#### [Work request 1]
Copy out the passage on pain and empathy from "A reduced ability" to "its social costs.".
#### [Work request 2]
Extend the passage on pain and empathy, picking up right after its final sentence.

#### [Exercise passage]
A reduced ability to feel pain in one’s own body leads to a reduced willingness to help others who feel pain. This result of a study published in Psychological Science by cognitive psychologists at the University of Vienna led by Claus Lamm and Helena Hartmann points beyond the individual effects of pain medication to its social costs.

It has been known for a few years that there is a connection between the ability to feel pain in one’s own body and empathy for the pain of other people. This conclusion was reached in multiple experiments in which subjects were given placebo painkillers (i.e., pills without a pharmacological agent), which affected both their emotions and corresponding brain activity. It is also known that people‘s ability to empathize is related to how helpful they are. However, no research has yet been done to determine whether reducing one’s sensitivity to pain actually leads to a lower willingness to help.

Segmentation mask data
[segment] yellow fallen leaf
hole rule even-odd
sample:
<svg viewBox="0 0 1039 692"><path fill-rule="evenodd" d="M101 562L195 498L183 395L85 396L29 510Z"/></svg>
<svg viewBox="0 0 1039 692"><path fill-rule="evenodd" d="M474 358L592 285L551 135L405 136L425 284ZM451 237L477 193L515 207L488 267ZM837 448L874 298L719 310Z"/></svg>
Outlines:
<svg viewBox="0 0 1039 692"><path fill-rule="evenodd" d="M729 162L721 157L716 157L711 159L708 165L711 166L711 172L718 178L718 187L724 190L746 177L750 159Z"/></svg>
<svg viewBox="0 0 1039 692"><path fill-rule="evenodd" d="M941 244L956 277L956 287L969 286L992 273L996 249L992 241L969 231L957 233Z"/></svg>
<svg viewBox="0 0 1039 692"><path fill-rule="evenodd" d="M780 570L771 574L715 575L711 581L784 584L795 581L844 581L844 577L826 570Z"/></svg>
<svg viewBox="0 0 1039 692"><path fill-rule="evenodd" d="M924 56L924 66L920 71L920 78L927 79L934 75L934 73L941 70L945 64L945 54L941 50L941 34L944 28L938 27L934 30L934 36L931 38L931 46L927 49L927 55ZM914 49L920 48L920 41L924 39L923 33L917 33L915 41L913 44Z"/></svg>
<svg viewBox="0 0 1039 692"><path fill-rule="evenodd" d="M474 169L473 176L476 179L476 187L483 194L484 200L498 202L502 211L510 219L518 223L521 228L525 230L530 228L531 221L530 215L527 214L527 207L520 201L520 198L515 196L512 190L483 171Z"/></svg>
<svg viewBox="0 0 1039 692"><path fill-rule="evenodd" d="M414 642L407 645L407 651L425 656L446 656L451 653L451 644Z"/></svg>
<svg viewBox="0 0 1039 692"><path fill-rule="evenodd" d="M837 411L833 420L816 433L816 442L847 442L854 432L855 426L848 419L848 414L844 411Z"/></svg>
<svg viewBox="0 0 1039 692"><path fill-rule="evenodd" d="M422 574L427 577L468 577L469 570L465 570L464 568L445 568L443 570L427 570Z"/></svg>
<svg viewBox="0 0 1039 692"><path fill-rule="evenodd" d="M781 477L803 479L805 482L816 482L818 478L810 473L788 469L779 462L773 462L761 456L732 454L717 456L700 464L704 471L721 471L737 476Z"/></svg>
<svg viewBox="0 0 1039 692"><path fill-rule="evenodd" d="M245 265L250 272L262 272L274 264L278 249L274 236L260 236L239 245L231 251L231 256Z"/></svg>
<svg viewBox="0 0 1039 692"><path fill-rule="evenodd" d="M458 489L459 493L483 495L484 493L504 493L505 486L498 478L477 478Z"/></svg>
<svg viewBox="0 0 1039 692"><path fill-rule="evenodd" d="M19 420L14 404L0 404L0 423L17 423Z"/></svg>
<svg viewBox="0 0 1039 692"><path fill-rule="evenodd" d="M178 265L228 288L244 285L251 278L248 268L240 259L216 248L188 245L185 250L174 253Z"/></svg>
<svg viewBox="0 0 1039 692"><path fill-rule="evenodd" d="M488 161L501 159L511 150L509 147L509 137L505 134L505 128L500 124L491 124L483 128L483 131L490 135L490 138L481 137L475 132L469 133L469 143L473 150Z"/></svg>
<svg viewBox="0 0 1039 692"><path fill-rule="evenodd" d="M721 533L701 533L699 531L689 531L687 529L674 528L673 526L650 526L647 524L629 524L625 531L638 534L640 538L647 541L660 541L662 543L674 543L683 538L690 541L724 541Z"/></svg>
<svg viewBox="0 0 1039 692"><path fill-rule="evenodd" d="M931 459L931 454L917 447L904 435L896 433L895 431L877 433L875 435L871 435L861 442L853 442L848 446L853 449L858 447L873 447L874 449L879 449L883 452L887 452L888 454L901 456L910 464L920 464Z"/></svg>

#### [Expected answer 1]
A reduced ability to feel pain in one’s own body leads to a reduced willingness to help others who feel pain. This result of a study published in Psychological Science by cognitive psychologists at the University of Vienna led by Claus Lamm and Helena Hartmann points beyond the individual effects of pain medication to its social costs.

#### [Expected answer 2]
Social neuroscientist Helena Hartmann and her three co-authors from the University of Vienna have now published the results of an experimental study that investigated this question in the journal Psychological Science. 90 participants were confronted with a situation in which they believed another person was being administered varying amounts of painful electrical stimuli. However, the participants had the opportunity to reduce the supposed amount of these stimulations by exerting physical effort – squeezing a hand dynamometer measuring their force. Before they made their choices, however, half of the participants received a supposed painkiller – a so-called deceptive placebo – while the other half did not. In fact, the belief that one has taken a pain-reducing medication already measurably reduces one’s own sensitivity to pain. Indeed, the experiment showed that the group that had received the placebo painkiller was less often willing to reduce the number of electric shocks through own physical effort than the group that did not receive placebos. However, this was only the case if there was little one could do to help the other person, e.g., reduce the stimuli by one. And even when individuals chose to help the other person, the placebo group pushed the dynamometer less than the control group. Importantly and interestingly, this effect was dependent on how much empathy the participant felt for the second participant receiving the stimuli. The placebo painkiller dampened the participants‘ empathy, which in turn led to reduced helping behavior.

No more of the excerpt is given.